== Provided material

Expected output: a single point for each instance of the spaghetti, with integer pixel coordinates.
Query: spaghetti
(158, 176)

====
== Provided material

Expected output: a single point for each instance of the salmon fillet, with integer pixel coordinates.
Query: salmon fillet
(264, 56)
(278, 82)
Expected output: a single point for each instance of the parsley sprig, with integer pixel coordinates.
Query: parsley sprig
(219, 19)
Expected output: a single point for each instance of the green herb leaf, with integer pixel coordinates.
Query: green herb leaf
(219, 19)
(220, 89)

====

— Work instruction —
How many lines in the records above contain the word "each"? Reply with the number alone.

— Solution to the problem —
4